PROBLEM STATEMENT:
Retype all of the records precisely.

══ MATERIALS PROVIDED ══

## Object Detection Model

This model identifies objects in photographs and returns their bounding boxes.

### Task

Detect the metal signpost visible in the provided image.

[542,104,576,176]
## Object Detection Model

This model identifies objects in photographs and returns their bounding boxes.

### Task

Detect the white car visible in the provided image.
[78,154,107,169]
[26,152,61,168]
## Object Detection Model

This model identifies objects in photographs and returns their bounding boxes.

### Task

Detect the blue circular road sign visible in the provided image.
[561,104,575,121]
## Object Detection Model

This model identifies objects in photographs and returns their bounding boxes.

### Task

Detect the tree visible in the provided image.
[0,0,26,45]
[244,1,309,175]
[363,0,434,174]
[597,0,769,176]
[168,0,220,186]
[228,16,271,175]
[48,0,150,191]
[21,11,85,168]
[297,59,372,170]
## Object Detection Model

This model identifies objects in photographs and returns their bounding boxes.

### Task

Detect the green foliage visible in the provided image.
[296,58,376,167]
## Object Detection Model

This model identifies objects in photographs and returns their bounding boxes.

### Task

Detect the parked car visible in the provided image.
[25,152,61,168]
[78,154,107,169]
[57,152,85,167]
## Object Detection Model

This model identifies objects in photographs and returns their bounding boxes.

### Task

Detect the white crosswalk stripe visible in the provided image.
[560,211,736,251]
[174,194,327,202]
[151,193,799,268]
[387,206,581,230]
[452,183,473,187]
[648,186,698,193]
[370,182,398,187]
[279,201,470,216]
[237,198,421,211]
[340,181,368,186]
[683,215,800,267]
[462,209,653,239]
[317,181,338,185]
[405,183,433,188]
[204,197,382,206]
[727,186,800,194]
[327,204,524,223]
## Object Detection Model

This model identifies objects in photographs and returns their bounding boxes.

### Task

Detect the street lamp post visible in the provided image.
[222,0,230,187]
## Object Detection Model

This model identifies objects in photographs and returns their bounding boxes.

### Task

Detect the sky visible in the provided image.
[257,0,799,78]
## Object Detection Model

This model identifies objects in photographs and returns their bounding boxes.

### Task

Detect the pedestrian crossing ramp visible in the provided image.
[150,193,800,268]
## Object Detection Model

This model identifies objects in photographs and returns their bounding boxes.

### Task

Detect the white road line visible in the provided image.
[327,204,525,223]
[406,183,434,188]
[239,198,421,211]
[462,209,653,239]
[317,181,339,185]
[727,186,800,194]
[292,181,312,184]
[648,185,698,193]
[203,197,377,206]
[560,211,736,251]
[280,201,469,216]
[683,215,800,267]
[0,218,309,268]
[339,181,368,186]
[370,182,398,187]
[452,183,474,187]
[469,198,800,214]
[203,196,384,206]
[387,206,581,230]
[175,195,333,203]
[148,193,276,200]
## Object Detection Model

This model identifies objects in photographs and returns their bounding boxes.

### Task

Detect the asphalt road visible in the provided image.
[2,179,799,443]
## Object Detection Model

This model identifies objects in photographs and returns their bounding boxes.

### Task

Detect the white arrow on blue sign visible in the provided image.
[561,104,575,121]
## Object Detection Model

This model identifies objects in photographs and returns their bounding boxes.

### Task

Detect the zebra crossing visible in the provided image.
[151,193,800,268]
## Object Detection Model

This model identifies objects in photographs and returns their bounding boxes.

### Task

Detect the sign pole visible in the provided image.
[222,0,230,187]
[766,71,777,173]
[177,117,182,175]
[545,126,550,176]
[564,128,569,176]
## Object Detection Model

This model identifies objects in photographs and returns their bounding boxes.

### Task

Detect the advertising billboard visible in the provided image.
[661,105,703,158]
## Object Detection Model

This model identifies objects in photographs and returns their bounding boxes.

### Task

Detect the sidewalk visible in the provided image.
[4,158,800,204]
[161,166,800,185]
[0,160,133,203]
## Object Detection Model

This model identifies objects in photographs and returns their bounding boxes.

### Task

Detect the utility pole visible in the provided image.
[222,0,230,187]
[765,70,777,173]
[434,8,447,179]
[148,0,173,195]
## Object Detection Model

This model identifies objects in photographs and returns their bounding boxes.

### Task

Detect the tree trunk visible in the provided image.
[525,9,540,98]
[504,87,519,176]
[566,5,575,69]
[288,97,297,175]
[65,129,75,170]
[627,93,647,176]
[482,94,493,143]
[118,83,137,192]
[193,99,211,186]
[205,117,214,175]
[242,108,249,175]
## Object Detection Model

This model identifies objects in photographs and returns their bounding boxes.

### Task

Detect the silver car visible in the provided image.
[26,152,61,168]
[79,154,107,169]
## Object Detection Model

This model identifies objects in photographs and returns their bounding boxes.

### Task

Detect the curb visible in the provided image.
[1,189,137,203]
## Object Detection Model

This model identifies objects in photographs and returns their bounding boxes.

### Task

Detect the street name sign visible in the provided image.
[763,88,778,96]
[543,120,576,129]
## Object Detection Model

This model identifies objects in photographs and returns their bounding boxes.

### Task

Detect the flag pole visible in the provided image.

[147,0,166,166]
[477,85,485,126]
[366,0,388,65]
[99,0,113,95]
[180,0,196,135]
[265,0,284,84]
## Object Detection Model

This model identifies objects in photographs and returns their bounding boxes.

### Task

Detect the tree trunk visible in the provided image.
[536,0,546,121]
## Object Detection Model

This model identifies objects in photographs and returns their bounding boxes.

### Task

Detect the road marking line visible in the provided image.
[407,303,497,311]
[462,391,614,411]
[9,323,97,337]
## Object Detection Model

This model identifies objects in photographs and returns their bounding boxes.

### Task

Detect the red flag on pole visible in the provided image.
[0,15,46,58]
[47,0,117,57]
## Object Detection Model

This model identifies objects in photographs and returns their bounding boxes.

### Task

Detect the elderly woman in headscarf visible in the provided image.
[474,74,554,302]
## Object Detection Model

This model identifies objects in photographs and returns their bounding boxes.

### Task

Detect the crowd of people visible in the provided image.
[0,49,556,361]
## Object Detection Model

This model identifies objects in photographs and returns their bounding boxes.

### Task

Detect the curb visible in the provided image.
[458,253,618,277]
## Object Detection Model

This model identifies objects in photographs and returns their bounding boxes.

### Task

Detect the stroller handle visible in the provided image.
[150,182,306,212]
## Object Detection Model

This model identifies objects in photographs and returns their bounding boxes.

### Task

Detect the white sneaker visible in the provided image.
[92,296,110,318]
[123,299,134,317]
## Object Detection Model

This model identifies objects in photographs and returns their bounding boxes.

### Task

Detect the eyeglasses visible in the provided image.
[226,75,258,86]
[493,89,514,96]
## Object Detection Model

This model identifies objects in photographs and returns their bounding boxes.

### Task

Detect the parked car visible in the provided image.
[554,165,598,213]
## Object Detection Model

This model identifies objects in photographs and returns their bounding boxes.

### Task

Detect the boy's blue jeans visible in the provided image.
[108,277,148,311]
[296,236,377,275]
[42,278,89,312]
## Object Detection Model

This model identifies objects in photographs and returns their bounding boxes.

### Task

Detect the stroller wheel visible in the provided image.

═══

REPLY TO THE TASK:
## Object Detection Model

This model identifies objects in photographs and returns their bounding boxes.

### Task

Detect the metal signpost visible in the provided image.

[542,104,576,176]
## Object Detection Model

This model identifies objects in photographs and returns their bounding boxes.

### Task

Detect the white car visible in the provided image.
[78,154,107,169]
[26,152,61,168]
## Object Detection Model

This model identifies objects in photographs and returns their bounding boxes.

### Task

Detect the blue circular road sign visible in the provided image.
[561,104,575,121]
## Object Detection Model

This model identifies objects in photographs and returns their bounding boxes.

### Task

Detect the tree visible in the provided image.
[0,0,26,45]
[244,1,309,175]
[363,0,434,174]
[597,0,769,176]
[168,0,220,186]
[228,16,271,175]
[48,0,150,191]
[21,11,85,168]
[297,59,372,170]
## Object Detection Model

This model identifies objects in photographs and returns their bounding boxes.

### Task

Detect the green foliage visible in the provided image.
[296,58,376,167]
## Object Detection Model

This model identifies objects in photographs and returns their bounding boxes.

### Task

Detect the parked car visible in the provided image.
[25,152,61,168]
[78,154,107,169]
[57,152,85,167]
## Object Detection Model

This model identifies objects in photographs and returns their bounding boxes.

### Task

Detect the white crosswalk stripe visible in the provided image.
[560,211,736,251]
[174,194,327,202]
[151,193,799,268]
[387,206,581,230]
[452,183,473,187]
[648,186,698,193]
[370,182,398,187]
[279,201,470,216]
[237,198,421,211]
[340,181,368,186]
[683,215,800,267]
[462,209,653,239]
[317,181,338,185]
[405,183,433,188]
[204,197,382,206]
[727,186,800,194]
[327,204,524,223]
## Object Detection Model

This model identifies objects in photographs and returns their bounding boxes.

### Task

Detect the street lamp post visible in the provided image.
[222,0,230,187]
## Object Detection Model

This model identifies objects in photographs and returns their bounding boxes.

### Task

Detect the sky visible in the provided image.
[257,0,799,78]
## Object Detection Model

This model identifies objects in photographs and returns their bounding boxes.

### Task

Detect the pedestrian crossing ramp visible in the provided image.
[150,193,800,268]
## Object Detection Model

This model identifies objects in photographs and returns their bounding boxes.

### Task

Detect the white road line visible in the provided image.
[327,204,525,223]
[406,183,434,188]
[239,198,421,211]
[462,209,653,239]
[317,181,339,185]
[727,186,800,194]
[292,181,312,184]
[648,185,698,193]
[203,197,377,206]
[560,211,736,251]
[280,201,469,216]
[683,215,800,267]
[0,218,309,268]
[339,181,368,186]
[370,182,398,187]
[452,183,474,187]
[469,198,800,214]
[203,196,384,206]
[387,206,581,230]
[175,195,333,203]
[148,193,276,200]
## Object Detection Model

This model identifies objects in photographs and returns their bounding boxes.

### Task

Detect the asphalt road visible in the provided image.
[2,179,799,443]
## Object Detection Model

This model identifies objects in photographs and returns their bounding boxes.

### Task

Detect the white arrow on blue sign visible in the provided image.
[561,104,575,121]
## Object Detection Model

This model identifies objects in photographs and returns their bounding boxes.

### Task

Detect the zebra crossing visible in the provided image.
[151,193,800,268]
## Object Detection Model

This model identifies objects in photographs and returns their bounding boxes.

### Task

Detect the sign pole visible in the provided image.
[222,0,230,187]
[766,71,777,173]
[177,117,182,175]
[545,126,550,176]
[564,128,569,176]
## Object Detection Model

This model identifies objects in photographs and returns their bounding boxes.

### Task

Detect the advertising billboard visible in the provided image.
[661,105,703,158]
## Object Detection Model

This model identifies objects in photographs and returns their bounding boxes.

### Task

Detect the sidewalk visible in the provided image.
[4,158,800,204]
[161,166,800,185]
[0,160,133,203]
## Object Detection Model

This model identifies objects in photographs and returns their bounding boxes.

### Task

Detect the utility pole visible in the provided image.
[222,0,230,187]
[765,70,777,173]
[434,8,447,179]
[148,0,173,195]
## Object Detection Model

This model identifies objects in photographs and returns their bounding boxes.

### Task

Detect the tree trunk visible in the provided image.
[525,9,540,98]
[504,87,519,176]
[566,5,575,69]
[288,97,297,175]
[65,129,75,170]
[627,93,647,176]
[482,94,493,143]
[118,83,137,192]
[193,99,211,186]
[205,117,214,175]
[242,108,249,175]
## Object Detection Model

This model identifies objects in photographs and returns their bounding boxes.

### Task

Detect the silver car visible in the provided image.
[26,152,61,168]
[79,154,107,169]
## Object Detection Model

This model identifies objects in photographs and returns their bounding boxes.

### Task

Detect the curb visible in the provided image.
[1,189,137,203]
## Object Detection Model

This model identifies objects in photographs and returns their bounding boxes.

### Task

Detect the street name sign visible in the provided image.
[763,88,778,96]
[543,120,576,129]
## Object Detection Model

This model identifies objects in photographs and returns their bounding boxes.

### Task

Detect the flag pole visible in the provided image.

[147,0,166,166]
[477,85,485,126]
[366,0,388,65]
[99,0,113,95]
[180,0,196,135]
[265,0,284,84]
## Object Detection Model

This model identifies objects in photographs and returns their bounding boxes.

### Task

Detect the tree trunk visible in the provided image.
[536,0,546,121]
## Object Detection Model

This model identifies objects in photographs and returns their bounding boxes.

### Task

Detect the road marking line visible in the provided image.
[407,303,497,311]
[462,391,614,411]
[9,323,97,337]
## Object Detection Model

This model identifies objects in photographs and returns their bounding boxes.

### Task

Detect the red flag on pole visible in the provided image.
[0,15,46,58]
[47,0,117,57]
## Object Detection Model

This model identifies objects in photographs and returns their bounding boxes.

### Task

Detect the elderly woman in headscarf visible in the provided image.
[474,74,554,302]
## Object Detection Model

This model identifies objects in photographs and returns their bounding boxes.

### Task

Detect the crowd of people visible in the provided image.
[0,49,556,361]
## Object Detection Model

This model identifies objects in photographs and returns their bounding boxes.

### Task

Detect the curb visible in the provided image.
[458,253,618,277]
## Object Detection Model

This model identifies objects in photographs and returns their bounding boxes.

### Task

Detect the stroller handle visible in the provided image.
[150,182,306,212]
## Object Detection Model

This model identifies objects in photographs and returns their bounding boxes.

### Task

Detect the white sneaker visible in the provided image.
[92,296,110,318]
[123,299,134,317]
## Object Detection Model

This model identifies objects in photographs and returns their bounding boxes.

### Task

Detect the eyeglasses visible in the provided image.
[226,75,258,86]
[493,89,514,96]
## Object Detection Model

This model identifies objects in photographs and returns their bounding boxes.

### Task

Detect the parked car visible in the provided image.
[554,165,598,213]
## Object Detection Model

This model identifies objects in photographs and returns their bounding boxes.

### Task

Detect the boy's blue jeans visible in the provided image.
[108,277,148,311]
[296,236,377,275]
[42,278,89,312]
## Object Detection Model

This model identifies objects in photographs and returns their bounding boxes.

### Task

Detect the stroller wheel visible in the provided image.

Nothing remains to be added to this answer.